> Work instructions: Could you return every record below word for word, leaving out the pictures?

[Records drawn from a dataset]
= Beginning of Section =

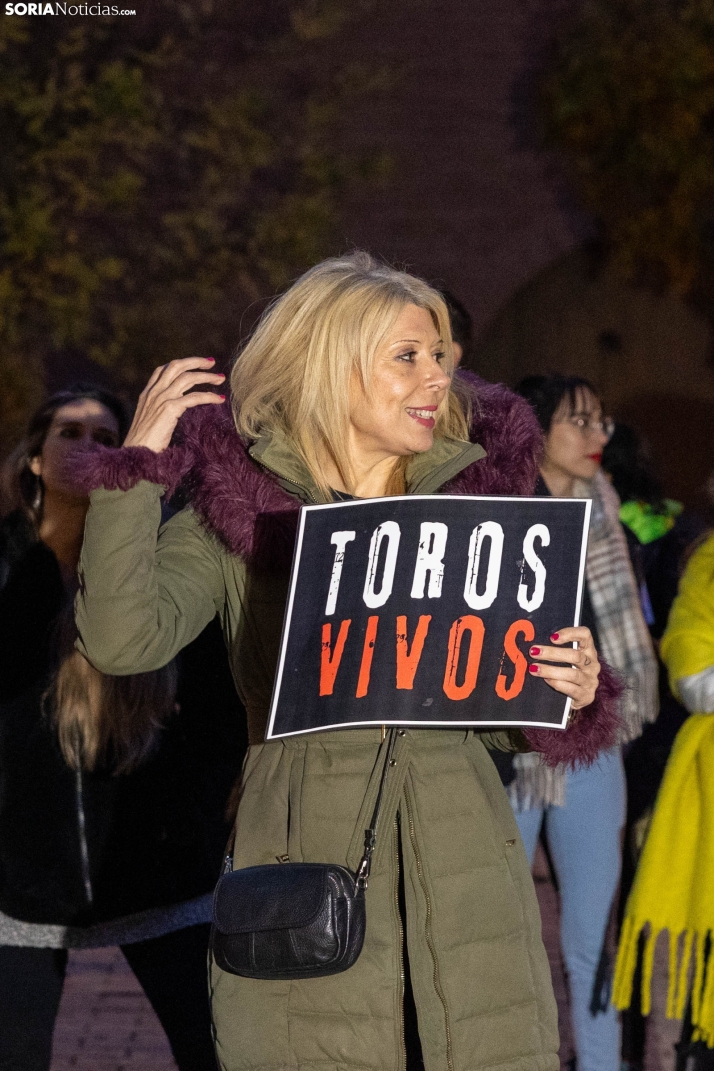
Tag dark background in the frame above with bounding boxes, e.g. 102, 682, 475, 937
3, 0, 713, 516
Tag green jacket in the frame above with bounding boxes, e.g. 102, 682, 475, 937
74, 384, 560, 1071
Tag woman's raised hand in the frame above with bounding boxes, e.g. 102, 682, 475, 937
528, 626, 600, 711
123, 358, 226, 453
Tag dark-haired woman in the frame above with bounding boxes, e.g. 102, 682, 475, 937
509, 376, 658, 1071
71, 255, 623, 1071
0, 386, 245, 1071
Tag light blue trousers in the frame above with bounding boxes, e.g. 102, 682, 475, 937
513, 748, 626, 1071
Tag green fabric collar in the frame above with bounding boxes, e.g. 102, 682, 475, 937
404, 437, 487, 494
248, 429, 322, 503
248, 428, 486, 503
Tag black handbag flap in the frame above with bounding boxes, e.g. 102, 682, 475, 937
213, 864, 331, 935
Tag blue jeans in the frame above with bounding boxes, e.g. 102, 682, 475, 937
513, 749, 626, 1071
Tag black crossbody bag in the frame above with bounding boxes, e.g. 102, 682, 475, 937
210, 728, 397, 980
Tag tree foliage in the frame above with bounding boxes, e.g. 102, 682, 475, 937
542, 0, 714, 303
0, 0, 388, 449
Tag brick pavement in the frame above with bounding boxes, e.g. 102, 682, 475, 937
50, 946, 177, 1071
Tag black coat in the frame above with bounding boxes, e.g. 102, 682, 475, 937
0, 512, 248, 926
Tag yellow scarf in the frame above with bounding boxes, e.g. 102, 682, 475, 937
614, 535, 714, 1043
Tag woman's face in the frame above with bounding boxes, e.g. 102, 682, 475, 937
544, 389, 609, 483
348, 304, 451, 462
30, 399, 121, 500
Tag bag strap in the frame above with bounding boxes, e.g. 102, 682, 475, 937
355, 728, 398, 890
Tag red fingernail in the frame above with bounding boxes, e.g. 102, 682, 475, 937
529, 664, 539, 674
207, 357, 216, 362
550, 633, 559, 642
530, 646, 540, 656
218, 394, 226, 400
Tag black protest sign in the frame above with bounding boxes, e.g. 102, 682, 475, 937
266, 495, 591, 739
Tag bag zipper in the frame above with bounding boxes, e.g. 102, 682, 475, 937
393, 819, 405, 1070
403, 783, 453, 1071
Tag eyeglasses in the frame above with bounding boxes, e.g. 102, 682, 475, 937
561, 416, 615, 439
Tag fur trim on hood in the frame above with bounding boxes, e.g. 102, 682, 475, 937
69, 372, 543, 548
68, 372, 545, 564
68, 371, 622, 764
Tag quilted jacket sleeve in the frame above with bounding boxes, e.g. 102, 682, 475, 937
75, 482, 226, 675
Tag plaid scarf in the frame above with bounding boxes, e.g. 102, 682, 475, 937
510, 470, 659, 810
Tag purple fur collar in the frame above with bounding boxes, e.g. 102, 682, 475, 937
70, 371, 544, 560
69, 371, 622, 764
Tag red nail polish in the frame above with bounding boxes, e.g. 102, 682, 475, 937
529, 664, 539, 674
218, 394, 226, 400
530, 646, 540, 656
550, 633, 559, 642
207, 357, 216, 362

= End of Section =

> Answer for this exercise:
Tag dark background in the frame above with bounding boxes, e.g. 102, 682, 475, 937
3, 0, 713, 516
Tag green jacket in the frame above with bounding boxes, e.g. 102, 682, 475, 937
74, 384, 560, 1071
Tag woman's raised hand in the frame above with bounding boxes, e.g. 102, 682, 475, 937
528, 626, 600, 711
123, 358, 226, 453
Tag dark-haired woman in the frame above with bounding boxes, e.g. 102, 682, 475, 937
509, 376, 658, 1071
71, 255, 623, 1071
0, 386, 245, 1071
Tag light blue trousers in the frame above with bounding boxes, e.g. 102, 682, 475, 937
513, 748, 626, 1071
Tag green fabric collar in the frame above with bounding boxes, e.g. 102, 682, 475, 937
404, 437, 487, 494
248, 429, 322, 503
248, 428, 486, 503
Tag black handbag flap in the frame above with bounding boxes, e.g. 102, 682, 475, 937
213, 864, 331, 935
Tag blue jeans in the frame above with bounding boxes, e.g. 102, 682, 475, 937
513, 749, 626, 1071
Tag black crossbody bag in the frame above with bounding boxes, e.g. 102, 682, 475, 937
210, 728, 397, 980
Tag tree foliage in the frame above with bounding boxes, e.g. 102, 682, 475, 937
542, 0, 714, 303
0, 0, 388, 449
Tag brick pavement in the frame above with bounding boxes, e.g. 102, 682, 475, 937
50, 946, 177, 1071
Tag black coat in the frame above with bounding boxes, e.g. 102, 682, 475, 937
0, 512, 248, 926
Tag yellow scarf in the frame above with bounding boxes, e.g. 102, 682, 475, 937
614, 535, 714, 1043
Tag woman's face in the frame above with bounding boxes, e.g. 102, 682, 475, 937
544, 389, 609, 483
348, 304, 451, 462
30, 399, 121, 500
Tag bag strap in the frame above with bounding boxes, e.g. 102, 682, 475, 937
355, 728, 398, 890
Tag red fingernail in the frame above with bounding boxes, e.g. 102, 682, 475, 937
529, 664, 539, 674
207, 357, 216, 362
550, 633, 559, 642
530, 646, 540, 656
218, 394, 226, 400
Tag black protest sign in the frame above with bounding boxes, e.g. 102, 682, 475, 937
266, 495, 591, 739
Tag bag zipper in the frame above with bounding boxes, e.g. 102, 682, 475, 937
393, 819, 405, 1070
403, 783, 453, 1071
Tag eyeglasses in the frame above with bounding boxes, e.g. 102, 682, 475, 937
561, 416, 615, 439
Tag fur trim on hood in the frame above with bounding boxes, e.g. 102, 682, 475, 937
69, 372, 543, 548
68, 372, 545, 564
68, 371, 622, 764
Tag quilted jacket sleeve in the frame above with bounding boxes, e.g. 102, 682, 475, 937
75, 482, 226, 675
Tag plaid scarf in the frame above with bounding boxes, e.g. 102, 682, 475, 937
510, 470, 659, 810
Tag purple fur collar in the frame above with bounding boxes, e.g. 102, 682, 475, 937
70, 371, 544, 560
69, 371, 622, 764
Tag red nail polish in the frame above with bounding boxes, e.g. 102, 682, 475, 937
529, 664, 539, 674
218, 394, 226, 400
530, 646, 540, 656
550, 633, 559, 642
207, 357, 216, 362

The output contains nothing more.